### WRITTEN REQUEST 1:
From the height gauge thread, copy the text word for word from "## Big Steve" up to and including "a good tool.".
### WRITTEN REQUEST 2:
Answer these questions from the height gauge thread:
(a) What tool does Big Steve say he has taken as his approach?
(b) Where did Mark buy his IGage?
(c) What does Mark use to move the router on his table?

### EXCERPTED PASSAGE:

++++

# Digital height gauge in sale



## Tommyt654 (Apr 5, 2009)

*Digital height gauge on sale*

Should work nicely on a router table , T21577 0-6" Digital Fractional Horizontal / Vertical Remote Scale


----------



## Big Steve (Feb 12, 2012)

I've taken this approach: Wixey™ Mini Digital Height Gauge - Rockler Woodworking Tools

Not direct read in the same way, but a good tool.


----------



## Tommyt654 (Apr 5, 2009)

I was looking at those as well as the Igaging one as well they sell for the same price, but it must haav sold out


----------



## bobj3 (Jan 17, 2006)

Router Forums - View Single Post - Digital readout

=


----------



## allbarknobite (Sep 15, 2011)

*IGage installed on a RBI Router Table*



Tommyt654 said:


> I was looking at those as well as the Igaging one as well they sell for the same price, but it must haav sold out


Hi Tommy, 
I bought an IGage from Amazon, and installed it on my router table in addition to using a MLCS Powerlift to move the router. 
The Install can be seen at:
http://www.routerforums.com/table-mounted-routing/32772-x-y-z-router-table-rbi-mlcs-igaging.html
The IGage does what it says it does. 
Works fine.
Mark


----------



## Tommyt654 (Apr 5, 2009)

bobj3 said:


> Router Forums - View Single Post - Digital readout
> 
> =


Thats why we have a bargains section,Bob, some folks post stuff here and it disappears in the mellee of welcomes and replys, much like that one


----------



## Tommyt654 (Apr 5, 2009)

Thanks Mark I'm lookin at one but prolly this one from Grizzly looks to be easier to mount for my table


----------



## bobj3 (Jan 17, 2006)

++++

### DATA SECTION:

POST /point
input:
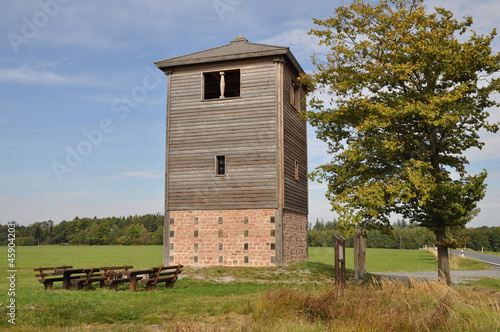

++++

### FINAL ANSWER 1:
## Big Steve (Feb 12, 2012)

I've taken this approach: Wixey™ Mini Digital Height Gauge - Rockler Woodworking Tools

Not direct read in the same way, but a good tool.

### FINAL ANSWER 2:
(a) The Wixey Mini Digital Height Gauge from Rockler Woodworking Tools.
(b) From Amazon.
(c) An MLCS Powerlift.